== SUPPLIED DATA

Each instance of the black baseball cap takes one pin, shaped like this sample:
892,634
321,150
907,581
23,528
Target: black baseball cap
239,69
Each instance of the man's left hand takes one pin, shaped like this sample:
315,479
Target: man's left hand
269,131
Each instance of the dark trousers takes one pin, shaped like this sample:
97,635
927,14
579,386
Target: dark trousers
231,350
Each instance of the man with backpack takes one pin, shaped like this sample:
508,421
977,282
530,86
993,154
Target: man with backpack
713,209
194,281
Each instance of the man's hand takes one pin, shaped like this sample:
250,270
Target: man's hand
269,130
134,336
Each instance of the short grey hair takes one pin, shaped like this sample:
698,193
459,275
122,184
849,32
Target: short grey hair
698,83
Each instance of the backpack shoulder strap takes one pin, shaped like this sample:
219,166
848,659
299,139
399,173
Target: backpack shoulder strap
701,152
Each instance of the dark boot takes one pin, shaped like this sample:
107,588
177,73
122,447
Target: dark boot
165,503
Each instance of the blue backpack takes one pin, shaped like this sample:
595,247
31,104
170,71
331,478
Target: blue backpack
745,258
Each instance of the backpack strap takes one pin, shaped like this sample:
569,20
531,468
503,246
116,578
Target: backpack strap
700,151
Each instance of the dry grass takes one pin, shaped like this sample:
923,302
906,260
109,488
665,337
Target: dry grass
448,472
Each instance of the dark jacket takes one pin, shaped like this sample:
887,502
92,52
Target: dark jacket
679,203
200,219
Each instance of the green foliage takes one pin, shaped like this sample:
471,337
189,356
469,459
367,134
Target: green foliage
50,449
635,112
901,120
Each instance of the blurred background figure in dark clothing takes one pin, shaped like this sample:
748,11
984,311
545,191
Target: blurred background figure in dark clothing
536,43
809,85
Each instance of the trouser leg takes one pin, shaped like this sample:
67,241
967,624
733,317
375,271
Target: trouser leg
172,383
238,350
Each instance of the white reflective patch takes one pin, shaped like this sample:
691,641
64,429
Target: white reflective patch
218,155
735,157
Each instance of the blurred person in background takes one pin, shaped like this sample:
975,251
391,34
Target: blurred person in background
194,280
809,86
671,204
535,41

====

_ACTION ITEM:_ Return all of the data precisely as it appears.

_PROBLEM SOLUTION:_
Each instance of the black baseball cap takes one pin, shaped like this sample:
892,634
321,150
907,581
23,528
Target: black baseball cap
239,69
Each instance of the man's left hand takes one pin, shaped like this sample:
315,479
Target: man's left hand
269,131
Each instance of the dark trousers takes one pin, shaped like this sample:
97,635
927,14
579,386
Target: dark trousers
231,350
Each instance of the man with backpack takes one pin, shaped like this sample:
508,421
977,282
530,86
993,154
Target: man with backpack
713,209
194,281
Each instance of the man's hand takes one pin, shaped like this sample:
250,270
Target: man's hand
269,130
134,336
Each instance of the short grey hair takes one pin, shaped like this sample:
698,193
459,275
122,184
849,32
Target: short grey hair
698,83
Each instance of the backpack shoulder strap takes one pin, shaped like this sample:
219,166
848,659
299,139
399,173
Target: backpack shoulder strap
701,152
Each instance of the dark boot takes one pin, shaped like this sample:
107,588
177,73
122,447
Target: dark boot
165,503
Each instance of the blue backpack takes one pin, shaped like this sample:
595,247
31,104
170,71
331,478
Target: blue backpack
745,258
Each instance of the backpack strap takes one pin, shaped like this sample:
569,20
531,468
503,246
116,578
Target: backpack strap
700,151
Each instance of the dry grass takes one pin, shaped like this sample:
923,302
906,260
109,488
665,337
Target: dry grass
448,472
Each instance of the dark jacket takes one pin, shaped like this sample:
887,502
92,52
Target: dark jacket
679,203
200,219
Each instance of the green foliage takes one pin, shaped like this sample:
471,337
189,356
469,459
367,134
Target: green foliage
50,449
635,112
901,120
Each instance of the blurred background figure in dark clothing takes one pin, shaped like this sample:
748,11
984,311
545,191
Target: blurred background figure in dark clothing
536,43
809,85
Each instance of the trouser leg takes one pin, shaped like this sample:
67,241
967,624
733,317
375,271
Target: trouser leg
172,383
238,350
Each instance of the white reflective patch takes one pin, shaped like this sample:
691,641
64,429
Target: white reflective patch
218,155
735,157
Each instance of the blurred person in background takes one pin, shaped like this sample:
975,251
391,34
Target: blurred person in background
194,280
809,86
671,204
535,41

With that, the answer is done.